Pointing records
+-------+

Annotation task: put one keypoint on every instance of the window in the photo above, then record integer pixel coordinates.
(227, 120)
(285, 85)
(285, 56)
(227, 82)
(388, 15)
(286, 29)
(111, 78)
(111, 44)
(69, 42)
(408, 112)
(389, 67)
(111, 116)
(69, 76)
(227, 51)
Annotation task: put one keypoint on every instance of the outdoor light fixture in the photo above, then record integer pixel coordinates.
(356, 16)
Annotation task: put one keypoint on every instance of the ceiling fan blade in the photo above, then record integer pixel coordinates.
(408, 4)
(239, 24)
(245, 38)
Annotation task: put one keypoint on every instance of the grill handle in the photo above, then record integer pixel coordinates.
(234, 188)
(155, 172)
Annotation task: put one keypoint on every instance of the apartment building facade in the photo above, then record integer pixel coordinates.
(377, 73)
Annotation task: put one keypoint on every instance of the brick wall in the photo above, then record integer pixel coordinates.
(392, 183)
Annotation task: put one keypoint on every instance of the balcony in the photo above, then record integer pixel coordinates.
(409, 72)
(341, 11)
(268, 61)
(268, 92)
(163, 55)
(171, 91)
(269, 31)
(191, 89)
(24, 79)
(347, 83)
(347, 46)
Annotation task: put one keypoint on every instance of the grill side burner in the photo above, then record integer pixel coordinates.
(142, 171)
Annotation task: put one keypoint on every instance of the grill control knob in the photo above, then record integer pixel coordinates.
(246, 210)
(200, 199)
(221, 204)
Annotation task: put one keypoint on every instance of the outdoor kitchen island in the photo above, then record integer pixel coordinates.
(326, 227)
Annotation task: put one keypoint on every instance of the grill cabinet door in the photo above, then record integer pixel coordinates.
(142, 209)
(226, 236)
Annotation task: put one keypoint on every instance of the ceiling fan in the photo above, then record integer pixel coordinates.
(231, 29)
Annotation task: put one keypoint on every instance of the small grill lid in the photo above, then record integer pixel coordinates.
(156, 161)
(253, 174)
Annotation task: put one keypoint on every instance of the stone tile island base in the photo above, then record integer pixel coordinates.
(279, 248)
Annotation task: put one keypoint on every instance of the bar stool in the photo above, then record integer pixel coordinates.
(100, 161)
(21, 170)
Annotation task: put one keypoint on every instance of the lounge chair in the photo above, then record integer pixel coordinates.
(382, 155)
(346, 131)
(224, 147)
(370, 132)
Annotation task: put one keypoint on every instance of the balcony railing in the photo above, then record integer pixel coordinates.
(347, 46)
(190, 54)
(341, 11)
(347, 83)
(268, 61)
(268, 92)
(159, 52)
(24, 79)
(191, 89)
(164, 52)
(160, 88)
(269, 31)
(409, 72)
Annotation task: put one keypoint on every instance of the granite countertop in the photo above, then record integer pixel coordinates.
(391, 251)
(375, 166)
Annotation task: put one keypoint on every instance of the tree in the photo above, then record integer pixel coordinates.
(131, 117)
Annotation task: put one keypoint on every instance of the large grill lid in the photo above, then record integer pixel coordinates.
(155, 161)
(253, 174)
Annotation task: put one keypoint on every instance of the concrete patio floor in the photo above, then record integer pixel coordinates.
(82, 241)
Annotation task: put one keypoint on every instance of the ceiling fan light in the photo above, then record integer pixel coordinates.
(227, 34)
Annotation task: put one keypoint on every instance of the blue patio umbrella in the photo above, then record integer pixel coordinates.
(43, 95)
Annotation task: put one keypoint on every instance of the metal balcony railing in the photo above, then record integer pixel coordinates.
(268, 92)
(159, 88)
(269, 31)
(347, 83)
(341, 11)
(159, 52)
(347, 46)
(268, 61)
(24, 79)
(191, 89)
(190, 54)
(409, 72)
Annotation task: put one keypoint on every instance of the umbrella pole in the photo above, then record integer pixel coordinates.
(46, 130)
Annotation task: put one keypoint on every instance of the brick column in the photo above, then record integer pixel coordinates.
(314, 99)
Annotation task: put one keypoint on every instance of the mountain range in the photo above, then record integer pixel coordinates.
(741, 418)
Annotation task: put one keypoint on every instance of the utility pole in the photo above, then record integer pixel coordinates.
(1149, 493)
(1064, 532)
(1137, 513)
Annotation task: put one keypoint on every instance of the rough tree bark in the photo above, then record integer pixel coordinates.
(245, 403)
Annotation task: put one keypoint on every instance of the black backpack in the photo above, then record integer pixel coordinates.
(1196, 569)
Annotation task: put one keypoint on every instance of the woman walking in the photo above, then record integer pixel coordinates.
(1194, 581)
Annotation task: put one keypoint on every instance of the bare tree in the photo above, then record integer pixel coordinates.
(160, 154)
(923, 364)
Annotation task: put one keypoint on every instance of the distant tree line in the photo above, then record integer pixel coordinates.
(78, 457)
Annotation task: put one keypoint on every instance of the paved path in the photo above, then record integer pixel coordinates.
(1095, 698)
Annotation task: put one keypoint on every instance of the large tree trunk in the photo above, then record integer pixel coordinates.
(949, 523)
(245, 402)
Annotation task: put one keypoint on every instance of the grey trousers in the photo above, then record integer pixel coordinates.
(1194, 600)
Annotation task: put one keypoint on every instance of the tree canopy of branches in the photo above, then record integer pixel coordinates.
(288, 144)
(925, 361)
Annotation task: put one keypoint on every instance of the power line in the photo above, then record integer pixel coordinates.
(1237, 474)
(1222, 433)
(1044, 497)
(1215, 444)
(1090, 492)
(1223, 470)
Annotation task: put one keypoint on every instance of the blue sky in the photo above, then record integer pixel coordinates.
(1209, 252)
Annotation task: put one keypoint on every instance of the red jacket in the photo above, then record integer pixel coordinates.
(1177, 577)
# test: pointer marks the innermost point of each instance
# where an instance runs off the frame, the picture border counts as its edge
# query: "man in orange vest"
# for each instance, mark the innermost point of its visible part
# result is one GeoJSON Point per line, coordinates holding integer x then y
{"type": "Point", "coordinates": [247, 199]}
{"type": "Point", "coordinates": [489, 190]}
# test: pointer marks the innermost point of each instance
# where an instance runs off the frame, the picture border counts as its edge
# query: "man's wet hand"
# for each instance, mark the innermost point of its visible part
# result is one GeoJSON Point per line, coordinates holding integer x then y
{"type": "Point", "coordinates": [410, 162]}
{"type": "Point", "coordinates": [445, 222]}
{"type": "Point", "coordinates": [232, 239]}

+-------+

*YOUR GOAL*: Rewrite all the rows above with each "keypoint" changed to "marker". Leave all other text unchanged.

*FINAL RESULT*:
Annotation task: put one marker on every instance of the window in the photo above, then record integer pixel coordinates.
(227, 120)
(285, 85)
(285, 56)
(227, 82)
(388, 15)
(286, 29)
(111, 78)
(111, 44)
(69, 42)
(408, 112)
(389, 67)
(111, 116)
(69, 76)
(227, 51)
Annotation task: put one marker on every instance of the outdoor light fixture in the photo above, then record integer pixel coordinates.
(356, 16)
Annotation task: put one marker on every instance of the ceiling fan blade in the photo above, then record integer pixel coordinates.
(408, 4)
(239, 24)
(245, 38)
Annotation task: put one marker on every instance of the grill handle in the photo above, then record integer pixel coordinates.
(234, 188)
(155, 172)
Annotation task: put one marker on every instance of the apartment building facade in the photo above, then record integer pixel coordinates.
(377, 73)
Annotation task: put one marker on every instance of the brick wall in the photo above, then record integer pixel coordinates.
(392, 183)
Annotation task: put one marker on every instance of the balcony in the photo above, then record integer pixel coordinates.
(409, 72)
(341, 11)
(268, 61)
(268, 92)
(163, 55)
(171, 91)
(269, 31)
(191, 89)
(24, 79)
(347, 83)
(347, 46)
Annotation task: put one marker on every instance of the grill side burner in the photo above, then record integer pixel coordinates.
(142, 171)
Annotation task: put one marker on every instance of the grill control knob in the photo above, then record integer pixel coordinates.
(246, 210)
(200, 199)
(221, 204)
Annotation task: put one marker on every instance of the outdoor kitchen island in the photo above, then record integer pixel coordinates.
(326, 227)
Annotation task: put one marker on every instance of the grill cabinet door in the photo above, then record integer pixel coordinates.
(142, 209)
(226, 236)
Annotation task: put one marker on every instance of the ceiling fan in the photo above, then record integer pixel coordinates.
(231, 29)
Annotation task: put one marker on every instance of the small grill lid in the photo above, then record integer pixel coordinates.
(156, 161)
(253, 174)
Annotation task: put one marker on every instance of the stone tile island base in the photo above, then record integer pixel coordinates.
(279, 248)
Annotation task: put one marker on every instance of the bar stool in the photo above, then record integer pixel coordinates.
(100, 161)
(21, 170)
Annotation task: put one marker on every instance of the lounge chair in the photo above, then record integer pixel coordinates.
(382, 155)
(346, 131)
(224, 147)
(370, 132)
Annotation task: put one marker on every instance of the balcony railing in the photo above, then record integer pixel coordinates.
(347, 46)
(190, 54)
(341, 11)
(347, 83)
(268, 61)
(268, 92)
(159, 52)
(24, 79)
(191, 89)
(164, 52)
(160, 88)
(269, 31)
(409, 72)
Annotation task: put one marker on every instance of the granite countertop in the photo above, then record integer pixel coordinates.
(391, 251)
(375, 166)
Annotation task: put one marker on every instance of the tree in the photo above, then record integer pixel coordinates.
(131, 117)
Annotation task: put one marker on every instance of the large grill lid in the photo above, then record integer pixel coordinates.
(155, 161)
(253, 174)
Annotation task: put one marker on every instance of the concrete patio floor in the photo above, then record integer pixel coordinates.
(82, 241)
Annotation task: put one marker on every instance of the ceiling fan light in the photo above, then record integer pixel coordinates.
(227, 34)
Annotation task: put one marker on every instance of the blue patio umbrella in the photo above, then record integer pixel coordinates.
(43, 95)
Annotation task: put one marker on every instance of the metal balcony railing in the photo above, then record integer pixel coordinates.
(268, 92)
(159, 88)
(269, 31)
(347, 83)
(341, 11)
(159, 52)
(347, 46)
(268, 61)
(24, 79)
(191, 89)
(190, 54)
(409, 72)
Annotation task: put one marker on every instance of the umbrella pole in the photo above, then record integer pixel coordinates.
(46, 130)
Annotation task: put one marker on every instance of the brick column in the photo above, then record integer pixel coordinates.
(314, 99)
Annotation task: put one marker on every instance of the mountain range in the photo above, then record integer pixel coordinates.
(741, 418)
Annotation task: put one marker on every instance of the utility pole in the photo above, then record integer pixel coordinates.
(1149, 493)
(1064, 532)
(1137, 513)
Annotation task: put one marker on every instance of the rough tree bark in the photo above, then record integer pixel coordinates.
(245, 403)
Annotation task: put one marker on every instance of the black backpack in the photo above, then record integer pixel coordinates.
(1196, 569)
Annotation task: put one marker on every instance of the woman walking in the photo above, then record integer pixel coordinates.
(1194, 581)
Annotation task: put one marker on every instance of the bare tree in the photo above, then record integer pixel coordinates.
(160, 154)
(923, 364)
Annotation task: put one marker on every instance of the distant tree line in the photo above, then record integer pixel coordinates.
(78, 457)
Annotation task: put one marker on every instance of the paved path in the photo above, then record integer pixel coordinates.
(1095, 698)
Annotation task: put one marker on every instance of the large tree trunk in the photo above, then record integer pixel coordinates.
(949, 523)
(245, 402)
Annotation task: put one marker on every instance of the grey trousers in the photo above, then record integer pixel coordinates.
(1194, 600)
Annotation task: put one marker on every instance of the tree canopy of branches in the photo above, then record integer pixel coordinates.
(288, 144)
(925, 361)
Annotation task: put one marker on every instance of the power line in the photo above, then record integer pixel coordinates.
(1237, 474)
(1222, 433)
(1044, 497)
(1215, 444)
(1090, 492)
(1223, 470)
Annotation task: put one marker on every instance of the blue sky in the photo above, then record integer pixel coordinates.
(1209, 252)
Annotation task: put one marker on every instance of the red jacket in the photo above, then record integer pixel coordinates.
(1177, 577)
# test: pointer marks the innermost point of each instance
# where an instance runs off the frame, the picture border counts as its edge
# query: "man in orange vest"
# for each instance, mark the innermost point of its visible part
# result is one GeoJSON Point per line, coordinates holding integer x then y
{"type": "Point", "coordinates": [247, 199]}
{"type": "Point", "coordinates": [489, 190]}
# test: pointer marks the innermost point of each instance
# where an instance runs off the frame, the picture border counts as its edge
# query: "man's wet hand"
# for each instance, mark the innermost point of its visible part
# result is one GeoJSON Point per line, coordinates holding integer x then y
{"type": "Point", "coordinates": [410, 162]}
{"type": "Point", "coordinates": [445, 222]}
{"type": "Point", "coordinates": [232, 239]}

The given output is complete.